● **What is required**:
Could you rewrite the listing, starting at the line containing "blurred christmas tree" and ending at the line containing "35), (35, 35)]", with "dog" renamed to "puppy", nothing else altered, and the pictures left out?
----- Recorded information
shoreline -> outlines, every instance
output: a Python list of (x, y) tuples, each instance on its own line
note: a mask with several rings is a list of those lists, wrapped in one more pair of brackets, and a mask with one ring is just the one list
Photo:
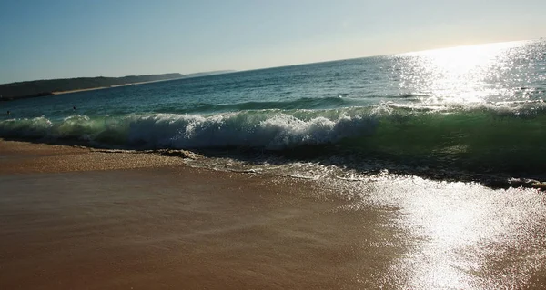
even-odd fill
[(546, 195), (0, 139), (0, 287), (543, 288)]

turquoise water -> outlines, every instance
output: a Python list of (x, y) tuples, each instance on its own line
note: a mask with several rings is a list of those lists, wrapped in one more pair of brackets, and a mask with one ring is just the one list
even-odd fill
[(535, 40), (1, 102), (0, 136), (537, 177), (545, 99)]

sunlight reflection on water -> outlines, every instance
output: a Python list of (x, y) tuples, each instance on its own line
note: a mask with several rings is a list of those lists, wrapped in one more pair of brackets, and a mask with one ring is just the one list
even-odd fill
[(393, 72), (400, 75), (399, 88), (418, 92), (424, 104), (525, 99), (532, 95), (525, 84), (541, 74), (542, 62), (521, 55), (535, 53), (520, 42), (409, 53), (393, 56)]

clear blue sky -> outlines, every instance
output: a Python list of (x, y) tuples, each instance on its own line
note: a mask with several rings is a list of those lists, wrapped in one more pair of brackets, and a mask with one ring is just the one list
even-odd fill
[(0, 84), (246, 70), (546, 36), (546, 0), (0, 0)]

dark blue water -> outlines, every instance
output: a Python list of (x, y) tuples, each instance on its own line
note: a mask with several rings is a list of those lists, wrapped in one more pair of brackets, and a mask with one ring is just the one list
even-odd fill
[(537, 40), (3, 102), (12, 114), (0, 136), (536, 176), (546, 172), (545, 99)]

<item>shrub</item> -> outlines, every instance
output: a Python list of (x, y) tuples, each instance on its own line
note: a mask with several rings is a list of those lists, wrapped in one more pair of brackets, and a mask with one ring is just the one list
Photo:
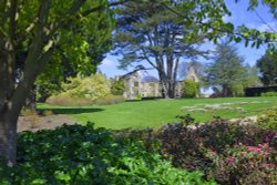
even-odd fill
[(68, 93), (61, 93), (59, 95), (50, 96), (47, 99), (47, 103), (55, 106), (89, 106), (93, 104), (93, 101), (86, 97), (72, 97)]
[(51, 110), (44, 110), (44, 111), (42, 112), (42, 114), (43, 114), (44, 116), (50, 116), (50, 115), (53, 115), (54, 113), (53, 113), (53, 111), (51, 111)]
[(111, 93), (113, 95), (123, 95), (125, 91), (125, 82), (124, 80), (120, 79), (120, 80), (116, 80), (116, 79), (113, 79), (111, 81)]
[(125, 102), (125, 97), (123, 97), (122, 95), (106, 95), (98, 97), (96, 100), (93, 101), (93, 103), (98, 105), (110, 105), (122, 102)]
[(199, 172), (172, 167), (142, 142), (115, 142), (92, 124), (20, 134), (18, 164), (1, 175), (0, 184), (215, 184)]
[(267, 110), (263, 115), (258, 116), (257, 123), (263, 129), (277, 131), (277, 106)]
[(63, 83), (62, 88), (71, 97), (85, 97), (93, 101), (110, 94), (110, 82), (103, 74), (66, 80), (69, 83)]
[(244, 96), (244, 85), (239, 84), (239, 83), (232, 84), (230, 92), (232, 92), (232, 96), (234, 96), (234, 97)]
[[(277, 166), (277, 158), (274, 157), (277, 148), (276, 131), (261, 130), (254, 124), (230, 123), (219, 117), (215, 117), (211, 123), (196, 124), (191, 129), (187, 124), (192, 124), (194, 120), (191, 116), (179, 117), (183, 120), (182, 123), (163, 126), (155, 134), (155, 137), (161, 141), (161, 153), (172, 158), (174, 166), (191, 171), (201, 169), (208, 177), (214, 177), (222, 184), (257, 184), (260, 179), (275, 184), (276, 172), (273, 172), (271, 168), (267, 171), (263, 166), (267, 166), (267, 164)], [(235, 153), (238, 146), (250, 150), (263, 146), (265, 151), (259, 148), (263, 154), (254, 156), (254, 158), (253, 154), (247, 152), (249, 153), (247, 158)], [(271, 150), (268, 156), (264, 156), (268, 153), (266, 148)], [(235, 155), (242, 158), (235, 158), (237, 163), (235, 167), (227, 168), (226, 160), (232, 160)], [(266, 160), (258, 161), (265, 157)], [(247, 168), (252, 165), (254, 167)]]
[(260, 96), (277, 96), (277, 92), (276, 91), (265, 92), (261, 93)]
[(224, 154), (209, 153), (215, 167), (209, 175), (220, 184), (277, 184), (277, 151), (268, 143), (257, 146), (237, 145)]
[(185, 80), (182, 89), (184, 97), (196, 97), (199, 93), (199, 84), (193, 80)]

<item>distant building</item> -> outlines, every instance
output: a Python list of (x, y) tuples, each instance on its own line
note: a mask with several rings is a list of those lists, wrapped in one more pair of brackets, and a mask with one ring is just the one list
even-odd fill
[[(125, 75), (120, 76), (120, 79), (125, 80), (125, 92), (123, 96), (127, 100), (133, 100), (138, 96), (142, 97), (161, 97), (162, 96), (162, 84), (160, 82), (142, 82), (142, 76), (138, 70), (130, 72)], [(199, 82), (197, 75), (193, 68), (188, 70), (187, 76), (185, 79), (194, 80)], [(175, 96), (182, 96), (182, 84), (183, 81), (177, 81), (175, 86)]]

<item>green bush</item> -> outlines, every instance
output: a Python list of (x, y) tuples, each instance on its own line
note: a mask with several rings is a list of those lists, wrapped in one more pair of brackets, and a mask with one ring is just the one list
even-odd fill
[(90, 106), (93, 105), (93, 101), (86, 97), (72, 97), (68, 93), (61, 93), (47, 99), (45, 101), (50, 105), (54, 106)]
[(257, 123), (263, 129), (277, 131), (277, 106), (258, 116)]
[(103, 74), (69, 78), (62, 88), (71, 97), (85, 97), (92, 101), (110, 94), (110, 82)]
[(270, 91), (270, 92), (261, 93), (260, 96), (277, 96), (277, 92)]
[(0, 184), (215, 184), (204, 182), (199, 172), (172, 167), (142, 142), (116, 142), (92, 124), (21, 133), (18, 164), (0, 166)]
[(125, 82), (124, 80), (120, 79), (113, 79), (111, 80), (111, 93), (113, 95), (123, 95), (125, 91)]
[(199, 84), (193, 80), (185, 80), (182, 90), (184, 97), (196, 97), (199, 93)]
[(94, 104), (98, 105), (110, 105), (110, 104), (115, 104), (115, 103), (122, 103), (125, 102), (125, 97), (122, 95), (106, 95), (102, 97), (98, 97), (96, 100), (93, 101)]
[[(257, 146), (236, 145), (226, 148), (224, 154), (209, 153), (215, 167), (209, 176), (214, 176), (222, 184), (277, 184), (276, 160), (277, 151), (268, 143)], [(229, 178), (232, 177), (232, 178)], [(232, 182), (230, 182), (232, 181)]]
[(244, 85), (243, 84), (232, 84), (230, 85), (230, 92), (232, 92), (232, 96), (234, 97), (240, 97), (244, 96)]
[[(152, 141), (157, 138), (161, 142), (161, 153), (172, 158), (175, 167), (201, 169), (207, 177), (214, 177), (225, 185), (252, 185), (263, 181), (265, 184), (276, 184), (276, 131), (263, 130), (255, 124), (230, 123), (219, 117), (189, 129), (186, 124), (192, 123), (193, 119), (181, 119), (183, 123), (168, 124), (156, 134), (150, 134), (155, 135)], [(236, 153), (238, 146), (260, 153)], [(234, 162), (234, 166), (228, 166), (228, 160)]]

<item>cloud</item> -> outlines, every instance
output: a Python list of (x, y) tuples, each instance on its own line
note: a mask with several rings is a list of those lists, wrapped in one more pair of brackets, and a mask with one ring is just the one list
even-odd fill
[(258, 31), (268, 31), (268, 32), (277, 32), (277, 23), (276, 22), (268, 22), (268, 23), (263, 23), (257, 27)]
[(104, 59), (102, 61), (102, 64), (101, 65), (104, 65), (104, 66), (115, 66), (115, 62), (109, 60), (109, 59)]
[(233, 22), (234, 20), (236, 19), (236, 17), (235, 16), (227, 16), (227, 14), (225, 14), (224, 17), (223, 17), (223, 21), (224, 22)]
[(250, 29), (257, 29), (260, 32), (277, 32), (277, 23), (276, 22), (268, 22), (268, 23), (261, 23), (261, 24), (255, 24), (255, 23), (248, 23), (248, 28)]

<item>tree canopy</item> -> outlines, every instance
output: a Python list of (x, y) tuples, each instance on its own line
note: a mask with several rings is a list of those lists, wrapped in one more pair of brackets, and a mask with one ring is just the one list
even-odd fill
[(246, 80), (243, 62), (234, 45), (228, 42), (217, 44), (214, 62), (207, 68), (206, 81), (212, 86), (219, 86), (224, 96), (233, 95), (237, 89), (243, 91)]
[(257, 68), (260, 71), (260, 80), (264, 85), (277, 84), (277, 51), (267, 52), (257, 61)]
[(179, 61), (204, 54), (197, 47), (219, 37), (211, 28), (224, 24), (228, 13), (220, 0), (127, 2), (119, 11), (115, 33), (121, 68), (147, 61), (158, 72), (164, 96), (174, 97)]

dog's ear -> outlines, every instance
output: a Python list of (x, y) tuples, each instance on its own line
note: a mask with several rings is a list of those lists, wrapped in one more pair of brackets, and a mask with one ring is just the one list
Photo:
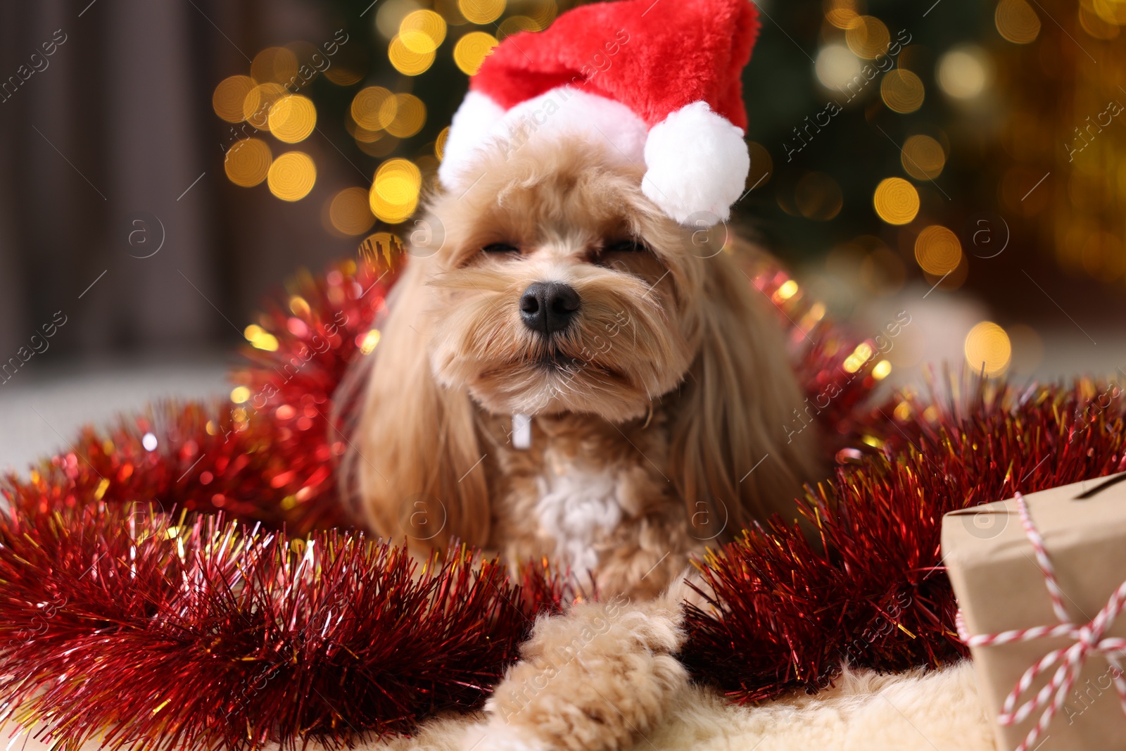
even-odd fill
[(707, 259), (700, 350), (673, 409), (672, 480), (700, 539), (726, 542), (756, 519), (796, 513), (802, 483), (817, 480), (814, 426), (795, 435), (803, 406), (779, 327), (721, 253)]
[(342, 484), (381, 537), (412, 547), (453, 537), (484, 546), (490, 510), (470, 396), (439, 385), (427, 352), (428, 260), (412, 259), (388, 301)]

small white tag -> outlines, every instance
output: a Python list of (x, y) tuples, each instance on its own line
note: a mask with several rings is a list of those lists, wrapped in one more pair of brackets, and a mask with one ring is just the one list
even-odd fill
[(512, 415), (512, 446), (519, 449), (531, 448), (531, 417), (528, 414)]

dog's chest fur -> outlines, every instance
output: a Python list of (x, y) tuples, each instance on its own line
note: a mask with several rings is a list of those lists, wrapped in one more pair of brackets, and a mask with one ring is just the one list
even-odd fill
[(490, 426), (497, 479), (492, 543), (508, 560), (546, 556), (600, 591), (651, 597), (700, 549), (669, 479), (668, 433), (655, 414), (615, 426), (586, 415), (533, 419), (531, 445)]

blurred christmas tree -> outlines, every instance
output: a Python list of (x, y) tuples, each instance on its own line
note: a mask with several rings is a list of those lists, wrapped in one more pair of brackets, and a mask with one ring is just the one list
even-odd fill
[[(239, 131), (227, 175), (302, 198), (315, 164), (287, 144), (315, 124), (356, 167), (328, 209), (333, 231), (397, 242), (467, 77), (499, 39), (575, 5), (337, 0), (332, 48), (262, 50), (216, 88), (216, 113)], [(744, 78), (752, 167), (736, 215), (811, 278), (851, 277), (851, 298), (848, 285), (815, 289), (838, 312), (856, 289), (888, 294), (912, 278), (1018, 310), (1031, 304), (1009, 284), (1021, 271), (1121, 286), (1126, 131), (1112, 110), (1126, 101), (1126, 0), (759, 8)]]

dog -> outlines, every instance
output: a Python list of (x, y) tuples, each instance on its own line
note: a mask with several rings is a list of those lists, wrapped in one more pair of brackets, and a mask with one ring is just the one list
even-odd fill
[(676, 223), (588, 140), (493, 144), (473, 169), (428, 200), (440, 231), (388, 297), (355, 509), (420, 554), (458, 539), (589, 575), (599, 601), (537, 622), (479, 748), (625, 749), (687, 682), (692, 556), (793, 519), (816, 438), (787, 439), (802, 396), (749, 243)]

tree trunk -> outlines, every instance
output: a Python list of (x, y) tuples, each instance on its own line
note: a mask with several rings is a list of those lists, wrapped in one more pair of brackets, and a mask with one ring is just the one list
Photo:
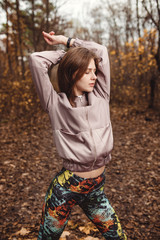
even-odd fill
[(21, 69), (22, 69), (22, 77), (25, 79), (25, 64), (23, 57), (23, 49), (22, 49), (22, 31), (20, 26), (20, 13), (19, 13), (19, 0), (16, 0), (16, 13), (17, 13), (17, 30), (18, 30), (18, 41), (19, 41), (19, 51), (21, 57)]
[(8, 25), (8, 1), (5, 0), (5, 11), (6, 11), (6, 54), (8, 59), (8, 66), (9, 66), (9, 72), (12, 74), (12, 64), (11, 64), (11, 57), (9, 52), (9, 25)]
[(35, 2), (34, 0), (32, 0), (32, 38), (33, 38), (33, 47), (34, 47), (34, 51), (37, 51), (37, 44), (36, 44), (36, 35), (35, 35)]

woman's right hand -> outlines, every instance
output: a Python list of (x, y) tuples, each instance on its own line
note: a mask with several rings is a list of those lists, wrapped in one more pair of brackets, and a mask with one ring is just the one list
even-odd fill
[(55, 32), (51, 31), (49, 33), (42, 32), (44, 40), (49, 45), (63, 44), (66, 46), (68, 38), (63, 35), (55, 35)]

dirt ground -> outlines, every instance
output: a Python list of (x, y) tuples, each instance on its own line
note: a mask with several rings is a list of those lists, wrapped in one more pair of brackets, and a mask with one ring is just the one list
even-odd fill
[[(128, 240), (160, 239), (160, 116), (156, 111), (111, 106), (112, 160), (105, 193)], [(2, 240), (36, 239), (50, 181), (61, 169), (46, 113), (0, 125)], [(103, 239), (75, 207), (61, 239)]]

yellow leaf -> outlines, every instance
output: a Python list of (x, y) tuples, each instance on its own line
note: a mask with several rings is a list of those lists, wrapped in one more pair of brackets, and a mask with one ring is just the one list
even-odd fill
[(22, 227), (20, 231), (16, 232), (16, 235), (22, 235), (25, 236), (29, 233), (30, 231), (28, 231), (26, 228)]

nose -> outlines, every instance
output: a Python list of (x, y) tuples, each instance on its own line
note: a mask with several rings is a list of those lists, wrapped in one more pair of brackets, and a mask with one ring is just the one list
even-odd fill
[(94, 80), (97, 79), (97, 76), (96, 76), (95, 72), (92, 72), (92, 79), (94, 79)]

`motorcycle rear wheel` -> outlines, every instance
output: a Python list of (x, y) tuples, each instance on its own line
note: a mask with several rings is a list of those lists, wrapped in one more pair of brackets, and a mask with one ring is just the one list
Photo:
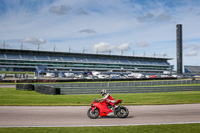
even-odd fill
[(119, 107), (119, 109), (117, 109), (116, 115), (119, 118), (126, 118), (129, 114), (129, 111), (126, 107)]
[(96, 119), (97, 117), (99, 117), (99, 110), (94, 109), (94, 111), (92, 112), (92, 108), (89, 108), (87, 115), (90, 119)]

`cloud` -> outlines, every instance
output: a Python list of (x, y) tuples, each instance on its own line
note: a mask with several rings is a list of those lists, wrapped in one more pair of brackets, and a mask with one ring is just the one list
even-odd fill
[(187, 52), (187, 53), (185, 54), (185, 56), (197, 56), (197, 55), (198, 55), (198, 52), (197, 52), (196, 50)]
[(130, 47), (130, 44), (129, 43), (124, 43), (124, 44), (121, 44), (117, 47), (120, 51), (127, 51), (129, 50), (131, 47)]
[(147, 13), (145, 16), (137, 17), (137, 20), (142, 23), (142, 22), (145, 22), (145, 21), (152, 19), (153, 17), (154, 17), (153, 14)]
[(80, 30), (80, 33), (89, 33), (89, 34), (95, 34), (97, 33), (95, 30), (92, 29), (85, 29), (85, 30)]
[(115, 49), (116, 49), (115, 46), (105, 42), (100, 42), (98, 44), (95, 44), (94, 47), (92, 48), (94, 52), (99, 52), (99, 53), (107, 53)]
[(106, 42), (100, 42), (98, 44), (95, 44), (92, 48), (93, 52), (99, 52), (99, 53), (108, 53), (112, 51), (128, 51), (130, 50), (130, 44), (129, 43), (123, 43), (119, 46), (111, 45)]
[(77, 15), (88, 15), (88, 13), (83, 8), (78, 8), (76, 11)]
[(46, 43), (45, 39), (43, 39), (43, 38), (37, 39), (37, 38), (30, 38), (30, 37), (27, 37), (27, 38), (21, 40), (21, 42), (31, 43), (31, 44), (44, 44), (44, 43)]
[(161, 13), (156, 18), (156, 21), (158, 21), (158, 22), (166, 22), (166, 21), (169, 21), (169, 20), (171, 20), (171, 17), (168, 13)]
[(148, 47), (149, 46), (149, 44), (147, 42), (138, 42), (135, 45), (139, 46), (139, 47)]
[(49, 9), (50, 13), (55, 13), (58, 15), (65, 15), (67, 14), (72, 8), (70, 6), (61, 5), (61, 6), (52, 6)]
[(184, 46), (184, 49), (192, 49), (192, 50), (199, 50), (200, 49), (200, 44), (194, 45), (194, 44), (188, 44)]

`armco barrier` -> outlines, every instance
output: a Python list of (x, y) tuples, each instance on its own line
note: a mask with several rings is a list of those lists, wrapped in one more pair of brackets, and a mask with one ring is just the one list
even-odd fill
[(16, 90), (34, 91), (35, 87), (33, 84), (16, 84)]
[(160, 87), (71, 87), (60, 88), (61, 95), (76, 94), (100, 94), (102, 89), (108, 93), (154, 93), (154, 92), (178, 92), (178, 91), (200, 91), (200, 86), (160, 86)]
[(48, 95), (59, 95), (60, 94), (60, 88), (55, 88), (51, 86), (45, 86), (45, 85), (35, 85), (35, 91), (43, 94)]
----------
● **Task solution**:
blurred christmas tree -> outlines, every instance
output: a Python list of (x, y) tuples, each instance on its own line
note: a mask with several rings is a list of those lists, wrapped in one more pair of brackets, and a mask with one ring is just the one list
even-odd fill
[[(239, 131), (227, 175), (302, 198), (315, 164), (287, 144), (315, 124), (356, 167), (328, 209), (333, 231), (397, 242), (467, 77), (499, 39), (575, 5), (337, 0), (332, 48), (262, 50), (216, 88), (216, 113)], [(744, 78), (752, 167), (736, 215), (811, 278), (851, 277), (851, 298), (848, 285), (815, 289), (838, 312), (856, 289), (888, 294), (912, 278), (1018, 310), (1031, 304), (1009, 284), (1021, 271), (1121, 286), (1126, 131), (1112, 110), (1126, 101), (1126, 0), (759, 8)]]

puppy -> outlines, every instance
output: a Python list of (x, y) tuples, each instance on its own line
note: a mask with several rings is a list of those lists, wrapped in one more pair of brackets, and a mask with one ring is just the one list
even-odd fill
[(676, 223), (588, 140), (493, 144), (473, 169), (428, 200), (440, 231), (388, 297), (355, 509), (420, 554), (458, 539), (589, 575), (599, 601), (537, 622), (479, 748), (625, 749), (687, 682), (692, 556), (793, 519), (816, 438), (787, 439), (802, 396), (749, 243)]

tree trunk -> outlines, every instance
output: a Python list of (x, y) tuples, each instance on its own line
note: a mask with several rings is a list of those lists, wrapped in one more pair of brackets, and a mask with one ring is just the one list
Photo:
even-odd fill
[(21, 69), (22, 69), (22, 77), (25, 79), (25, 64), (23, 57), (23, 49), (22, 49), (22, 31), (20, 26), (20, 13), (19, 13), (19, 0), (16, 0), (16, 13), (17, 13), (17, 30), (18, 30), (18, 41), (19, 41), (19, 51), (21, 57)]
[(8, 25), (8, 1), (5, 0), (5, 11), (6, 11), (6, 54), (8, 59), (8, 66), (9, 66), (9, 72), (12, 74), (12, 64), (11, 64), (11, 57), (9, 52), (9, 25)]
[(35, 2), (34, 0), (32, 0), (32, 38), (33, 38), (33, 47), (34, 47), (34, 51), (37, 51), (37, 44), (36, 44), (36, 35), (35, 35)]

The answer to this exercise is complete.